Take the line that contains "of the mirror" and all lines after it, up to and including the last line of the data, and write them out exactly; nothing else belongs in the answer.

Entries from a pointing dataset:
#####
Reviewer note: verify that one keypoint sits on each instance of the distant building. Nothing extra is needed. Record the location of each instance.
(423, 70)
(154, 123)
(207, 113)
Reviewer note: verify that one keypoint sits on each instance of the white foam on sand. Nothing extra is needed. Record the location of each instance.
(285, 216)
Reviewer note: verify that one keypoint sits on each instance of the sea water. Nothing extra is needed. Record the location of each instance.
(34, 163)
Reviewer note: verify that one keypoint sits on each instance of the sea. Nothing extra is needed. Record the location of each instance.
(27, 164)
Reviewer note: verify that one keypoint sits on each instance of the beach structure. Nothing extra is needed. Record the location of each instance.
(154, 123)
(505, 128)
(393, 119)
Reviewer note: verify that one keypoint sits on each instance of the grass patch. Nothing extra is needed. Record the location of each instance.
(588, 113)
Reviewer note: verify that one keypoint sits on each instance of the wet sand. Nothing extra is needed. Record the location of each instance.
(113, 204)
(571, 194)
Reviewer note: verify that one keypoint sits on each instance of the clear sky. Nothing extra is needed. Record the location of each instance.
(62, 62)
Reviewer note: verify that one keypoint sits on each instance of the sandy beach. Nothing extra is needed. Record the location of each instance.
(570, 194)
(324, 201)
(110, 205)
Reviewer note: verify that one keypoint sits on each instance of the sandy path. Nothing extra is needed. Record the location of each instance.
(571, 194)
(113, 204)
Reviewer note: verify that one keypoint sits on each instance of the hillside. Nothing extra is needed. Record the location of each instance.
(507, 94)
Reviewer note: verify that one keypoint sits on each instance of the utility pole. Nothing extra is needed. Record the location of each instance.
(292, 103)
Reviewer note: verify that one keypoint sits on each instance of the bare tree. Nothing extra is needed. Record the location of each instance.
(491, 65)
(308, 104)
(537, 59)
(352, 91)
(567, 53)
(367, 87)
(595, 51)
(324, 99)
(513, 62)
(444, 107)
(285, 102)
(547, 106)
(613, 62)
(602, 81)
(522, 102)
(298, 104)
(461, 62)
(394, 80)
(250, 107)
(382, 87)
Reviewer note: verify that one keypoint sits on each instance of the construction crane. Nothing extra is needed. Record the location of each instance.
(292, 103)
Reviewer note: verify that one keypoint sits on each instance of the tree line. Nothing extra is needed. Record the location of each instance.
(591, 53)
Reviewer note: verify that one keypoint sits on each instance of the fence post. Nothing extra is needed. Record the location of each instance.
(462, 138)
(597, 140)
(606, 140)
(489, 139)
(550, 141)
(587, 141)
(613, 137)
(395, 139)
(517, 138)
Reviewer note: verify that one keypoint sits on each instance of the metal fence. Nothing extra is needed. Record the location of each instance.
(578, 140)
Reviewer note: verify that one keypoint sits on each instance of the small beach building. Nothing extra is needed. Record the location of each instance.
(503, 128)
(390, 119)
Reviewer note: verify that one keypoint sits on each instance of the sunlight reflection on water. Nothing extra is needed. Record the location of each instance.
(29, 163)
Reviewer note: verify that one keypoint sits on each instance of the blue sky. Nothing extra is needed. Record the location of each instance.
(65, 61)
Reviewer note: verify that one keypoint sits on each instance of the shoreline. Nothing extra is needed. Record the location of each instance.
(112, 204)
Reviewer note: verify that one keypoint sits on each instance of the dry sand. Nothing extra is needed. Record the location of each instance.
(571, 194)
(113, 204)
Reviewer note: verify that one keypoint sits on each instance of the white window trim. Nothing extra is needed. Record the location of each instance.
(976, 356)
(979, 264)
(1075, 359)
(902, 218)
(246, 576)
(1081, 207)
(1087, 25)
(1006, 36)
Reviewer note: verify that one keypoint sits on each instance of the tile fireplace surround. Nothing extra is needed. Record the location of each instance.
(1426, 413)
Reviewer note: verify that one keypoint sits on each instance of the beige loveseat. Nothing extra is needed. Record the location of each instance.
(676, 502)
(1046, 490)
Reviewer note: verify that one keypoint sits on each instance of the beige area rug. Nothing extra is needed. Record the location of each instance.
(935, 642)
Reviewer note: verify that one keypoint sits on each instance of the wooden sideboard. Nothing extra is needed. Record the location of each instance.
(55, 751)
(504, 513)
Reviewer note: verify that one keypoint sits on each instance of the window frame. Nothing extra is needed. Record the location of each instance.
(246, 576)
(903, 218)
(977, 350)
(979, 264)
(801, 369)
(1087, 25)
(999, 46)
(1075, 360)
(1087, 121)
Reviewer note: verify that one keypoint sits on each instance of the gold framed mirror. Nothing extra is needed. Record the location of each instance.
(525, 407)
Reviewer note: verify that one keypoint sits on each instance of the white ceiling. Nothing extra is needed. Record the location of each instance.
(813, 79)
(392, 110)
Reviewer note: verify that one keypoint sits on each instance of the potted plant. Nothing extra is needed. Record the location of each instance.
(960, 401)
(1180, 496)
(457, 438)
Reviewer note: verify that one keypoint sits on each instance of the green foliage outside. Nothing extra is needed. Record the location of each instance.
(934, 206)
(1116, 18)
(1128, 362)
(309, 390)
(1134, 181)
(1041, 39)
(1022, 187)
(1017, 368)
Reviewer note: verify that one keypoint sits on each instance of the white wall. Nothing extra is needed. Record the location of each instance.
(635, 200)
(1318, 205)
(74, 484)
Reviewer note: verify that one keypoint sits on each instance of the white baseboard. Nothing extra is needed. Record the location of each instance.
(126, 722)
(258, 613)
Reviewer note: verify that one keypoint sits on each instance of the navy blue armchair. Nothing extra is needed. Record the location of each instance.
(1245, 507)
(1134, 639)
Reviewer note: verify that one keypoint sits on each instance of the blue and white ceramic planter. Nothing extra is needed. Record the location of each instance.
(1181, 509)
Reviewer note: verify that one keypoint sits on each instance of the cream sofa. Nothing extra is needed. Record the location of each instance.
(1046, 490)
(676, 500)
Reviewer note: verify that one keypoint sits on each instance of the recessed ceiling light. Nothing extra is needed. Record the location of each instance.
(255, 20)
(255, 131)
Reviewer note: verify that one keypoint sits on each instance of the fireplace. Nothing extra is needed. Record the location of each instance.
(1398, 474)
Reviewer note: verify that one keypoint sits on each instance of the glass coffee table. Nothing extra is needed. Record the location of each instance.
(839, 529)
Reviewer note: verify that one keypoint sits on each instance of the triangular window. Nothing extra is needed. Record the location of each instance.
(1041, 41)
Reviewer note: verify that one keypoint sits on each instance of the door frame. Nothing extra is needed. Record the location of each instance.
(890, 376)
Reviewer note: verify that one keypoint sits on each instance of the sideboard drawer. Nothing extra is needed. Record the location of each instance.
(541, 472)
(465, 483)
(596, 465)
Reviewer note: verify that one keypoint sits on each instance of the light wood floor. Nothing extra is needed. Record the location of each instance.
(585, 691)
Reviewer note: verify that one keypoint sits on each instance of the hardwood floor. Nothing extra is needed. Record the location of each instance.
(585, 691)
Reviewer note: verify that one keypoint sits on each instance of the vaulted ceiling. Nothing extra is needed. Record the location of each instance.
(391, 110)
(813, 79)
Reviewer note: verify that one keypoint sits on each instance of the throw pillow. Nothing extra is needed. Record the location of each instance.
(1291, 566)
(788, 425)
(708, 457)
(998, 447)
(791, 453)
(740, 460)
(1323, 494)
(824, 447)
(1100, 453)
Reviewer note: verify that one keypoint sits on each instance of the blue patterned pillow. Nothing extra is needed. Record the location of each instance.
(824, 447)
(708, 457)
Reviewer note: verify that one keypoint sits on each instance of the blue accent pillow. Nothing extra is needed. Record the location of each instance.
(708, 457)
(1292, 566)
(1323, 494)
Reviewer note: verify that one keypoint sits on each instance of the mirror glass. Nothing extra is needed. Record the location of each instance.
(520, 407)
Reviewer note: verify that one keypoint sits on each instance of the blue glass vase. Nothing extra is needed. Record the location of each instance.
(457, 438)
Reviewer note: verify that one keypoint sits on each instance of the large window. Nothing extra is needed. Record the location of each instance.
#####
Written answer:
Reviewer note: verify that one keypoint sits on each instance of the mirror glass. Nothing extra is needed. Record the location of each instance.
(520, 407)
Reviewer note: verify that one keypoint sits on each instance of the blue glass vase. Nothing extra is needed. Record the location of each instance.
(457, 438)
Reviewer note: verify that one keypoint sits on each instance of the large window. Nothing extra is needed. Record the location of each instance.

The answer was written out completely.